» **EXERCISE GOAL**: Quote the whole listing word for word, please.

——

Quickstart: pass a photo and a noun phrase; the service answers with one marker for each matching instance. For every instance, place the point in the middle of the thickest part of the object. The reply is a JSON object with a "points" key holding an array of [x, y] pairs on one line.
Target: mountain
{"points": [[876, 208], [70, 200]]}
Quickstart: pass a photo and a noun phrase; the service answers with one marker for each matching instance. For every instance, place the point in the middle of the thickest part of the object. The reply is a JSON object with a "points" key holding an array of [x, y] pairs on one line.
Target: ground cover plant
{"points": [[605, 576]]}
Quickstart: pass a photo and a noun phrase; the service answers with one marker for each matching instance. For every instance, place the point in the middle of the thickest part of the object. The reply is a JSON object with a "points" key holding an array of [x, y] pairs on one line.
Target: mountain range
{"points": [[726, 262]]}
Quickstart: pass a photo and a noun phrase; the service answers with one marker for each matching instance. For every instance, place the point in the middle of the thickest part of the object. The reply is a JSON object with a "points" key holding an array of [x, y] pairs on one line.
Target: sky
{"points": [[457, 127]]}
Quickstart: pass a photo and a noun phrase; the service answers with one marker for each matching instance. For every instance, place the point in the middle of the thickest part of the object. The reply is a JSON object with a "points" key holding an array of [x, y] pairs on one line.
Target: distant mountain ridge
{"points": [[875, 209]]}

——

» **EXERCISE OUTPUT**:
Quickstart: pass a photo and a noun phrase; the service answers with one marker for each matching instance. For every instance, place the point in the middle of the thickest part of the object. The reply is a JSON object with a "points" key holding an array of [x, y] pairs on one line.
Target: mountain
{"points": [[876, 208], [70, 200]]}
Quickstart: pass a photo and a noun phrase; the service answers with one marker for each matching instance. For every instance, place the point in the middle of the thickest part of the object. The reply is a JSON object with a "points" key holding an array of [x, y] pairs on one line.
Target: ground cover plant
{"points": [[605, 576]]}
Quickstart: pass a photo and a noun phrase; the service answers with one marker for each matching instance. For every instance, place the point in the middle of the thickest part of the object. The reply is a JSON object with a "points" key holding an array of [x, y] pairs on one line.
Target: mountain range
{"points": [[726, 262]]}
Quickstart: pass a photo and a noun phrase; the service answers with one marker for each matching instance. For every instance, place the point in the middle of the thickest part of the object. The reply is a JSON object with a "points" key holding an array of [x, y] pairs on one line.
Target: sky
{"points": [[457, 127]]}
Quickstart: pass a photo and a noun phrase; the service answers with one marker for each matching instance. For every instance, place the point in the middle of the thickest part of the object. The reply is a JSON object with a "points" key holding an array of [x, y] pairs on one line.
Target: distant mountain ridge
{"points": [[875, 209]]}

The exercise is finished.